Problem requirements
Continue the passage on the 1909 Tasmanian state election, picking up after its final sentence.

* START Document extract *

The 1909 Tasmanian state election was held on Friday, 30 April 1909 in the Australian state of Tasmania to elect 30 members of the Tasmanian House of Assembly. This was the first general election in the British Empire to elect all members through a form of proportional representation, the single transferable vote.

At the 1909 election there was a reduction in the number of members from 35 to 30 and the first statewide use of the Hare-Clark electoral system.

Six members were elected from each of five electorates. 

The election saw an increase in Labour seats from 7 to 12, at the expense of the Anti-Socialist Party.

The Hare-Clark system
The Tasmanian House of Assembly had, from its inception in 1856, used a plurality voting system to elect members from one or two-seat electorates. In 1896, the Tasmanian attorney-general, Andrew Inglis Clark, suggested the House adopt a single transferable vote system devised by Englishman Thomas Hare with certain variations devised by himself, which became known as the Hare-Clark system. The system was used on a trial basis in the Hobart and Launceston electorates from the 1897 election onwards, but was never used in the country electorates and was repealed in 1901, with the districts being broken up at the 1903 election. In order to blunt the emergence of the Labour Party which won eight seats in the 1906 election, Clark convinced the House to apply the Hare-Clark system statewide.

* END Document extract *
* START Dataset content *

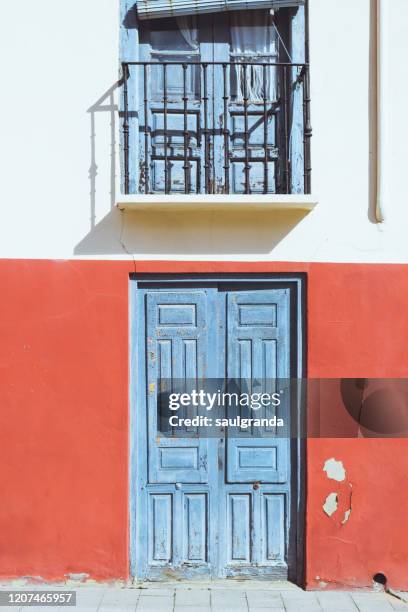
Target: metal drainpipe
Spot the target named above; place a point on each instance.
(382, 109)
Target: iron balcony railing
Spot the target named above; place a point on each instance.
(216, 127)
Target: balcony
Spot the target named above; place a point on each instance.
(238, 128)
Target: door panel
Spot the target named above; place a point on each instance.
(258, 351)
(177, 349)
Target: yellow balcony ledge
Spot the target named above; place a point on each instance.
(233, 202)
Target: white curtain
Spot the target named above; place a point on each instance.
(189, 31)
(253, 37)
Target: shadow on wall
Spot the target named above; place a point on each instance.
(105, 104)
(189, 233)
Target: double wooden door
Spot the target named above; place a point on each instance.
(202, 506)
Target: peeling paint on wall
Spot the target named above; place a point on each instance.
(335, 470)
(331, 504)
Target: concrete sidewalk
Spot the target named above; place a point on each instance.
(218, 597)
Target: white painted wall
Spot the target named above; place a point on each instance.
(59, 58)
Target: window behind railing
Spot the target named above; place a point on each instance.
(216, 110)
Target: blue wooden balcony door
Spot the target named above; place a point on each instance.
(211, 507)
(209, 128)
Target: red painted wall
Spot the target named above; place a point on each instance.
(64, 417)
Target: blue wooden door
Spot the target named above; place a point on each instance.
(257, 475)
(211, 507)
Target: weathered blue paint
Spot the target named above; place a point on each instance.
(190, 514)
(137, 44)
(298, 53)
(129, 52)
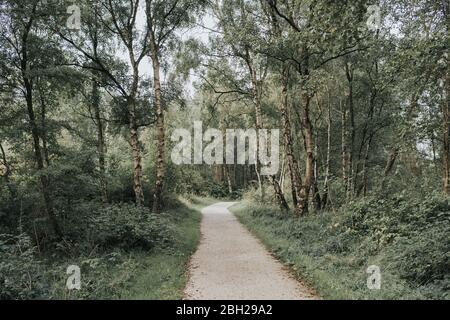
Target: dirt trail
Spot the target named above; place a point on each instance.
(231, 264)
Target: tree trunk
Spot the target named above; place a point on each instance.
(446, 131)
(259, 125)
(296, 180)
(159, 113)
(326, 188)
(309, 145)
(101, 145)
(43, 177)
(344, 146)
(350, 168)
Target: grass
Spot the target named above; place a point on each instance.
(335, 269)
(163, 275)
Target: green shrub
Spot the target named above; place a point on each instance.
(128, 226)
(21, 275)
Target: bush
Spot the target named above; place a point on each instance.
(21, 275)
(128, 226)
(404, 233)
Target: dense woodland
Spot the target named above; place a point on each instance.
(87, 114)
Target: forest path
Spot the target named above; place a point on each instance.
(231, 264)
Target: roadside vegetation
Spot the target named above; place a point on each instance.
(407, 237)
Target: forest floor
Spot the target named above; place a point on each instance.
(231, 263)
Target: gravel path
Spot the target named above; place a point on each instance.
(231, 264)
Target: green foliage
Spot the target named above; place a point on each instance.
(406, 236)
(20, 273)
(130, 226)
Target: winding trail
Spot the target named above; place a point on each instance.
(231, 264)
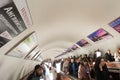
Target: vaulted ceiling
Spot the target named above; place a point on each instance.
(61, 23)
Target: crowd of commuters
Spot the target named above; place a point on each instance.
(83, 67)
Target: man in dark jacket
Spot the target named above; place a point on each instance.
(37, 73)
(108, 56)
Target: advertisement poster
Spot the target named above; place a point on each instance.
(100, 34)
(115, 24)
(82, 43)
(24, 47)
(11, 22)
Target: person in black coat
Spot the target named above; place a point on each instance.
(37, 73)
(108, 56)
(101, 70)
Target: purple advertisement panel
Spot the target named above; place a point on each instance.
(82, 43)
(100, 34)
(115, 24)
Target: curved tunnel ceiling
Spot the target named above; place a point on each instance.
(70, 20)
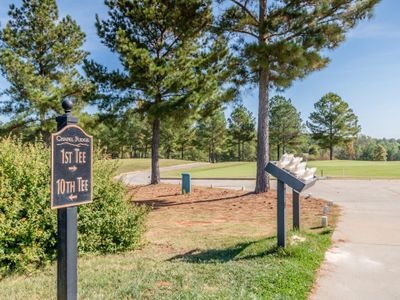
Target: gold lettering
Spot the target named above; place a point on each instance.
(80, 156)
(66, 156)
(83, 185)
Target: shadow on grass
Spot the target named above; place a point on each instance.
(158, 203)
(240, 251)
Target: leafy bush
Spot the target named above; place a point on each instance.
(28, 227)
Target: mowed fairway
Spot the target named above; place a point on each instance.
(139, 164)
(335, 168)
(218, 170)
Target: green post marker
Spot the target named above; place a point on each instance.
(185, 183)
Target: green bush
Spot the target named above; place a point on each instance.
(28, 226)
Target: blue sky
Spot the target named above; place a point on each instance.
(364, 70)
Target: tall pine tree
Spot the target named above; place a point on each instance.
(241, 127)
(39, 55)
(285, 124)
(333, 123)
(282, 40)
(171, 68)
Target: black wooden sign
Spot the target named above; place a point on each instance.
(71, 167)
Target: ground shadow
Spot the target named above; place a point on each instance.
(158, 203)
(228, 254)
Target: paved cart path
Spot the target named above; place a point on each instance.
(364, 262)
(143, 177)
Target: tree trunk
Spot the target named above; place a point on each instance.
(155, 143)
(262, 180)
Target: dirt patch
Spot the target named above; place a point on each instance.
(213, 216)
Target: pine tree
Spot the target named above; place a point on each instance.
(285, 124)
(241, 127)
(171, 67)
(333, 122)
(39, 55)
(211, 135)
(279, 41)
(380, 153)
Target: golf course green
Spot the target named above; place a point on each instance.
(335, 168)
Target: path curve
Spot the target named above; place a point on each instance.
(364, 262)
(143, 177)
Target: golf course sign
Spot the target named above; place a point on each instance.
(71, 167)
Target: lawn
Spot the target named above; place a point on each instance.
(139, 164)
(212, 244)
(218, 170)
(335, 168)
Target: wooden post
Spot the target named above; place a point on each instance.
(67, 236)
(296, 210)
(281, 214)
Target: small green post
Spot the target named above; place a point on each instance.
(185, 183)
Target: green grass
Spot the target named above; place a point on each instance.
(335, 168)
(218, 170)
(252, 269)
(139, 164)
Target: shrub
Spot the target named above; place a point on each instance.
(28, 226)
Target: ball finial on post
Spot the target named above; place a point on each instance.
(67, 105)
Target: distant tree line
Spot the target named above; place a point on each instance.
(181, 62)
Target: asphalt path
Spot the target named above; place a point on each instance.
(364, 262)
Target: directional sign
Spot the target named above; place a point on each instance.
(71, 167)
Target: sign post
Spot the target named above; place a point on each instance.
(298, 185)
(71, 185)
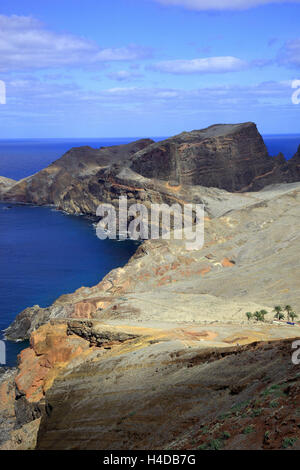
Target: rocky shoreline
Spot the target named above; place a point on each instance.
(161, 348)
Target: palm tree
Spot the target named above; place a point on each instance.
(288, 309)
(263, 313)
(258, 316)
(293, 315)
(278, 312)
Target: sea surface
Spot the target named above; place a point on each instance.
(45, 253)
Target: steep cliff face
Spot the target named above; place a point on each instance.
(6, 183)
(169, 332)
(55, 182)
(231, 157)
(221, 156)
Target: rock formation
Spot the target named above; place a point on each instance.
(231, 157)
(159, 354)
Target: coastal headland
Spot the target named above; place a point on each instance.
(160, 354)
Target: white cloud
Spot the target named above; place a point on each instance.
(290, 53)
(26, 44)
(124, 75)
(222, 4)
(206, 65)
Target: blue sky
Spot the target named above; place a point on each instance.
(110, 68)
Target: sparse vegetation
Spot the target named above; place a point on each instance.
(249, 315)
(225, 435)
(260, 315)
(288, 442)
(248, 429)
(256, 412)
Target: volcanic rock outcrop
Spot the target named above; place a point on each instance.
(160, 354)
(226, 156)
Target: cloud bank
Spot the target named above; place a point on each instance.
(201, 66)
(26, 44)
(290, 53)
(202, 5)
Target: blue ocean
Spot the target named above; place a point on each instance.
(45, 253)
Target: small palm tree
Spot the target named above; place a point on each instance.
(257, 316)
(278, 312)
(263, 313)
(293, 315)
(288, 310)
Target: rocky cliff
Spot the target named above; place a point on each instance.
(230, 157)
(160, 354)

* END Dataset content *
* START Dataset content *

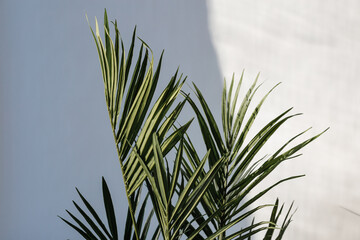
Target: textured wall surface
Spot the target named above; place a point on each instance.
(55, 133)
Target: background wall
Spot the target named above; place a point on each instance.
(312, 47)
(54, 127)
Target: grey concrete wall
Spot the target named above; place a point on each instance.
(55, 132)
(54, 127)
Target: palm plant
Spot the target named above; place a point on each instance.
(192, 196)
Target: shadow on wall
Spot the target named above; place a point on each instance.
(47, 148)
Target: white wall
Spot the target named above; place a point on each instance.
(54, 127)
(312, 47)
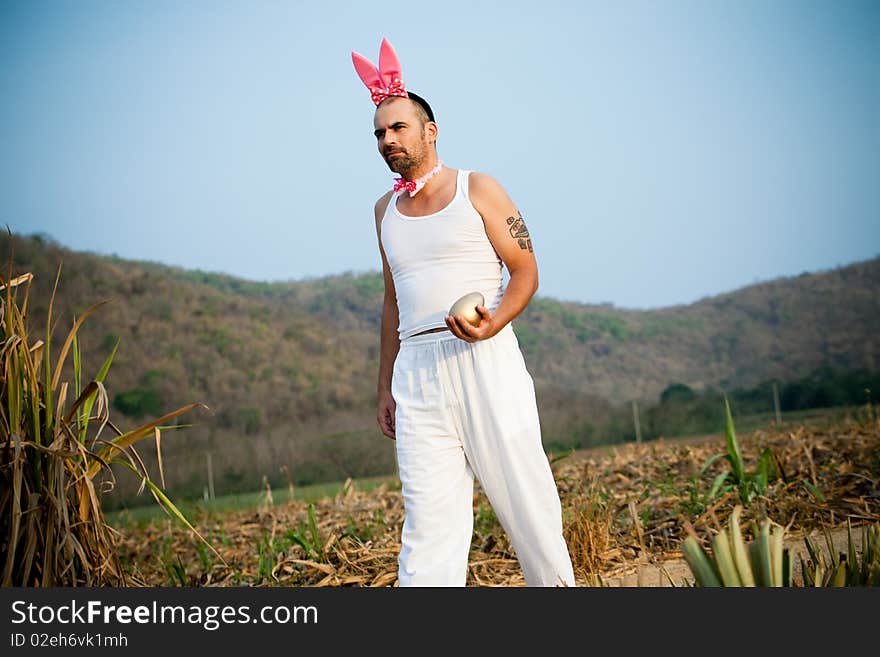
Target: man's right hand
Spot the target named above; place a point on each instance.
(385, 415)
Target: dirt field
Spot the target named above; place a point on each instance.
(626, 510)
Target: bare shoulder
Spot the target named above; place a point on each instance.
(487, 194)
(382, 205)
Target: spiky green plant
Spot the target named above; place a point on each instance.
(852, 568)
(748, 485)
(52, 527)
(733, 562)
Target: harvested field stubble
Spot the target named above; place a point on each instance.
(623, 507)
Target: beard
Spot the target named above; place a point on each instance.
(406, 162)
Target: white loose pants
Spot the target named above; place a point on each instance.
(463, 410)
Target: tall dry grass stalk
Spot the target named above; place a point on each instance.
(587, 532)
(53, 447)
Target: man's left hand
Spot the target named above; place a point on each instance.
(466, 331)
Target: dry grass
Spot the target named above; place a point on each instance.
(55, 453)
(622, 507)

* END Dataset content *
* START Dataset content *

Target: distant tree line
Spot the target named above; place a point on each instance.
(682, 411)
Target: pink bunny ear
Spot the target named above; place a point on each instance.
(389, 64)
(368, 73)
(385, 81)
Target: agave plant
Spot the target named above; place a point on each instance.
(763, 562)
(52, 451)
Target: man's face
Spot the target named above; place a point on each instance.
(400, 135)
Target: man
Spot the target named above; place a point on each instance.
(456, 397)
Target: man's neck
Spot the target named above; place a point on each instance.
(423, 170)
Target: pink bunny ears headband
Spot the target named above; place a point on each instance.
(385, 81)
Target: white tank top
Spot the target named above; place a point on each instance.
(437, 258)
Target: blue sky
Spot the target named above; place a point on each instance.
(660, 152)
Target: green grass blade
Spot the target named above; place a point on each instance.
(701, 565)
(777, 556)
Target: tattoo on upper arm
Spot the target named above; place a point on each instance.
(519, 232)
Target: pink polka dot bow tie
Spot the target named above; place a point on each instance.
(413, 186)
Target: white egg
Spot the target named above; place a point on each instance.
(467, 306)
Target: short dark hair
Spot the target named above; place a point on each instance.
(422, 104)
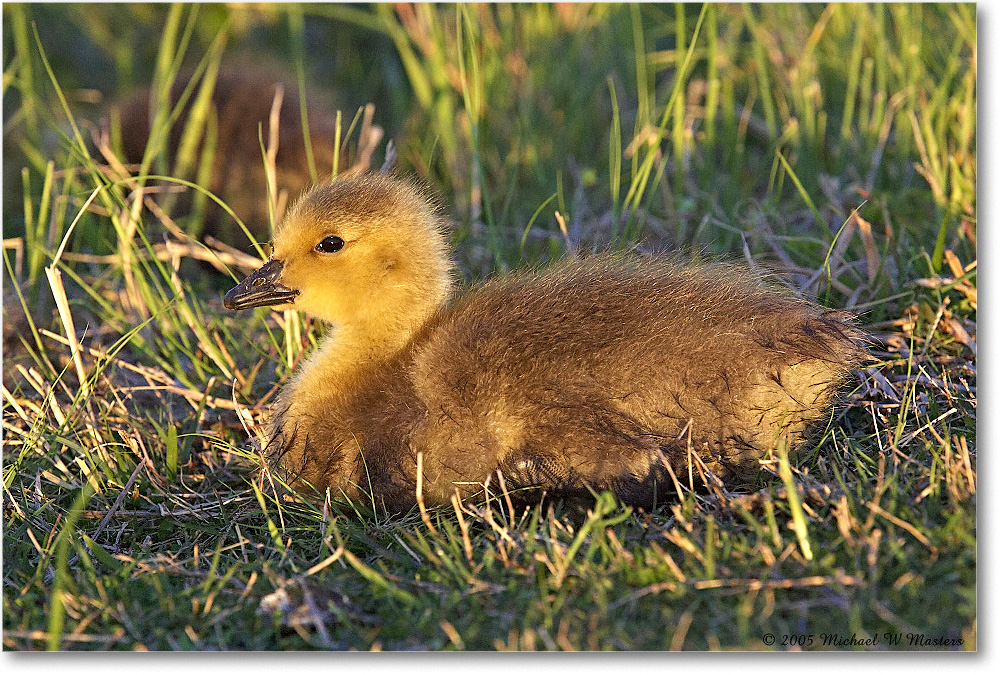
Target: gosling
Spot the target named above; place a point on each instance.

* END Dataset content *

Expected answer
The outgoing House at the election was represented by 35 single-member districts. The adoption of the Hare-Clark system saw the number of seats in the House reduced from 35 to 30, and six members for each of five electorates (corresponding to the federal electoral divisions of Bass, Darwin, Denison, Franklin and Wilmot) would be elected using proportional representation.

Key dates

Results

|}

Distribution of seats

Aftermath
The Anti-Socialist Party (previously known as the Free Trade Party) was a coalition of conservative parliamentarians, exhorted by incumbent Premier John Evans to combine their forces against the threat from the Labour Party who had won an unprecedented 12 seats. Evans offered to resign if asked, and in June was taken to his word, with Elliott Lewis elected as leader and premier with a pledge of twelve months loyalty. A faction of Liberals led by Norman Ewing undermined Lewis' leadership, culminating in a no-confidence motion in October 1909 which led to the Governor of Tasmania Sir Harry Barron calling on John Earle to form Tasmania's first Labour ministry, a minority government which lasted only a week before being voted out by the House.

See also
 Members of the Tasmanian House of Assembly, 1909–1912
Candidates of the 1909 Tasmanian state election

References

External links
 
Report of Committee on General Election, 1909, Tasmanian Electoral Commission, 18 August 1909.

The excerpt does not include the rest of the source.